Exercises to complete —
**1.** In the ankylosaur article, where was the site where the fossil remains were found?
**2.** From the ankylosaur article, reproduce the passage starting at "Researchers at the" and ending at "or tampered with.".

Given text —
*** Begin section ***

Fossil hunters have unearthed remnants of the oldest – and probably weirdest – ankylosaur known so far from a site in the Middle Atlas mountains in Morocco.

The remains of the heavily armoured animal are extraordinary in being the first to have defensive spikes that are fused to the skeleton, a feature researchers say is unprecedented in the animal kingdom.

… Dr Susannah Maidment, a palaeontologist at the Natural History Museum in London, [said], “Normally when we see armour in stegosaurus and ankylosaurs, the dermal armour is embedded in the skin, not attached to the skeleton. In this case, it’s not only in contact with the skeleton, it’s fused to the ribs.”

Researchers at the museum obtained the fossil from a private collector for an undisclosed sum. They originally suspected the bones might belong to a new species of stegosaur they identified from the same region in 2019, but microscopic analysis of thin sections of the fossil revealed distinctive patterns of fibres unique to ankylosaurs.

The discovery was so unusual that scientists wondered whether the fossil might be a fake, but further inspection using a CT scanner found no signs that it had been constructed or tampered with.

*** End section ***

Exercise data —
*** Begin section ***

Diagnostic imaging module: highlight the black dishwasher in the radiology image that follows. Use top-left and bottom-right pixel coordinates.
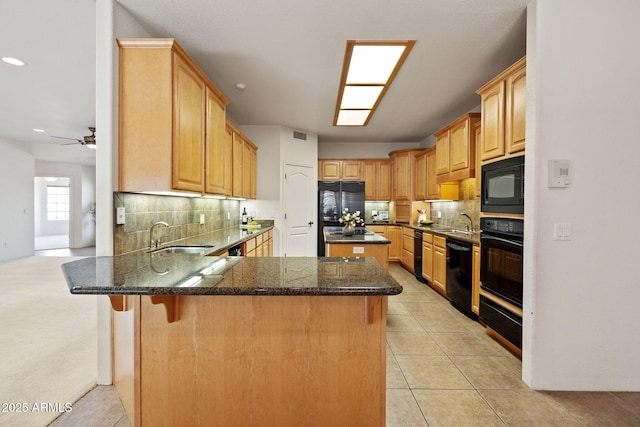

*** End section ***

Replies —
**1.** In the Middle Atlas mountains in Morocco.

**2.**
Researchers at the museum obtained the fossil from a private collector for an undisclosed sum. They originally suspected the bones might belong to a new species of stegosaur they identified from the same region in 2019, but microscopic analysis of thin sections of the fossil revealed distinctive patterns of fibres unique to ankylosaurs.

The discovery was so unusual that scientists wondered whether the fossil might be a fake, but further inspection using a CT scanner found no signs that it had been constructed or tampered with.